**TASK SET**
- 1) Using the review of the poem "Sunrise," explain in one to three sentences why the reviewer thinks forgetting that darkness came might be a blessing in disguise.
- 2) Continue the review of the poem "Sunrise" from where it stops.

Sunrise, William Dolben

Dale Champlin, Red Car Driving Through Badlands, Collage, 2021


SUNRISE

 

            Light moves fast.
            We forget darkness came.
            Spiders and birds
            eat, fish, fly.

            You promise you’ll remember.

________________________
William Dolben


Review by Massimo Fantuzzi

O Nature courteous!
These are thy boons to us,
These the delights to mortals given!
Escape from pain, best gift of heaven! (Giacomo Leopardi, Calm After Storm)

Intentionally or unconsciously, genetically or incidentally, we forget darkness came, which might just be our blessing in disguise. In that act of forgetfulness, we can summarise the whole human experience, actions and motives: what we do, we do it in part because we forget darkness came. Don’t take my word for it, several academic studies are out there on the adaptive role of forgetfulness.

Light moves fast in a reality of darkness: darkness came, we come from darkness. Darkness will come again – this time for good. Who could live, engage and function reliably under the constant reminder of this? What are the choices?

A life in the arms of Lethe river-goddess of obliviousness running in Hades.

**Rows contained in a dataset**
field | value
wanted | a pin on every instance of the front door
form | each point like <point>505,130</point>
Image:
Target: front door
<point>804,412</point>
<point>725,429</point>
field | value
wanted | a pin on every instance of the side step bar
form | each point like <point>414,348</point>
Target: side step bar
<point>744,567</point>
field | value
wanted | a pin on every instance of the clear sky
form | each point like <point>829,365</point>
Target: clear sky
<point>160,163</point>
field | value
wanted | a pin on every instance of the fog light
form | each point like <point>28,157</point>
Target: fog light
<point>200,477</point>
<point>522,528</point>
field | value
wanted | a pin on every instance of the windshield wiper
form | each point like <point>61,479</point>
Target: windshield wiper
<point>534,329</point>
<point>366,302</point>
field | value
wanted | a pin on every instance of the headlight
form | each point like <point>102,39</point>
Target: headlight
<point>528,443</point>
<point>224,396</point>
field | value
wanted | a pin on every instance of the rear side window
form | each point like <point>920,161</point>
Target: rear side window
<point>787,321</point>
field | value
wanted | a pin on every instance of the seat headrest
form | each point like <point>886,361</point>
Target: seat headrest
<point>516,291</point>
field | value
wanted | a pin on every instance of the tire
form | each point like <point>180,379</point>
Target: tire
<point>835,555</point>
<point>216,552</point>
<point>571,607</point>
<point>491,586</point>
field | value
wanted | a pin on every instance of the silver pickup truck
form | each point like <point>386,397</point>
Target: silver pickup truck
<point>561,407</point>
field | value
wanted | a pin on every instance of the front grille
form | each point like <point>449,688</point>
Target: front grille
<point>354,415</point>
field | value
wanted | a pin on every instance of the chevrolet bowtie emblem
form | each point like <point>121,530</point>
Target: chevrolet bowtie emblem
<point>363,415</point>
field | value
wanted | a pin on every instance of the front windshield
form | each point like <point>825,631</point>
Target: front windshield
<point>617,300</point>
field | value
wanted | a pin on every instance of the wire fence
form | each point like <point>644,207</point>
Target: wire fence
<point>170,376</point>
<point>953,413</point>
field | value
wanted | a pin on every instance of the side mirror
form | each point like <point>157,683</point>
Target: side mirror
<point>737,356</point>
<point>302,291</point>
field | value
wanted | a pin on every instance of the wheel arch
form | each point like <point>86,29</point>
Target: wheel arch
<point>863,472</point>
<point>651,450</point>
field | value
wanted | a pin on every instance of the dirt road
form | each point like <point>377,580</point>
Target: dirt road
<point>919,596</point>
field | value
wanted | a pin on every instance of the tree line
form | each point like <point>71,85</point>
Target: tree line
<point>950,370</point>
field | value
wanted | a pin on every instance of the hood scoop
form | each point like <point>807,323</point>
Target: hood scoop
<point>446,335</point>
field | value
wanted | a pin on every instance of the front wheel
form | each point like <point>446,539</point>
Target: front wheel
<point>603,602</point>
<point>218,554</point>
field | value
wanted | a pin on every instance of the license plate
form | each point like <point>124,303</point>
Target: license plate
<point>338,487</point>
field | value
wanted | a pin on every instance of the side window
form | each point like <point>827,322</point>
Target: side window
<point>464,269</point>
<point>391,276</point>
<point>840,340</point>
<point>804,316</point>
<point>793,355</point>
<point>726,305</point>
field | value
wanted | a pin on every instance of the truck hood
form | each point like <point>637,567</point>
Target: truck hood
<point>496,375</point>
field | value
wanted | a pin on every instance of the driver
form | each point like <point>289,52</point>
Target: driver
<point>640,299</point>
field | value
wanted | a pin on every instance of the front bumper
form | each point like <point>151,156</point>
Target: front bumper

**WRITTEN RESPONSES**
- 1) The reviewer notes that we come from darkness and that darkness will come again, this time for good, and suggests that no one could live, engage and function reliably under a constant reminder of this. Forgetting frees us to act, since what we do, we do in part because we forget darkness came.

- 2)
A life of constantly looking over our shoulder, running from spotlight to spotlight, or freezing in fright in an ever-shrinking cone of light.

There is a third way, and it is the one this poem invites us to follow: to join the natural world and its cadence, attributing meaning to the present moment where blackness, fear and sense of nullity are only temporarily suspended, in the circadian rhythms of eat, fish, fly.

The invite, as I read it, is to remember that every I is part of a greater system, affected by the same laws. Relief as another sunrise approaches.

 

Review by Jared Pearce

I like how this poem twists on forgetting and remembering—how we all, perhaps, distort ourselves along this axis so as to survive into the next struggle: moving light, like spiders and birds.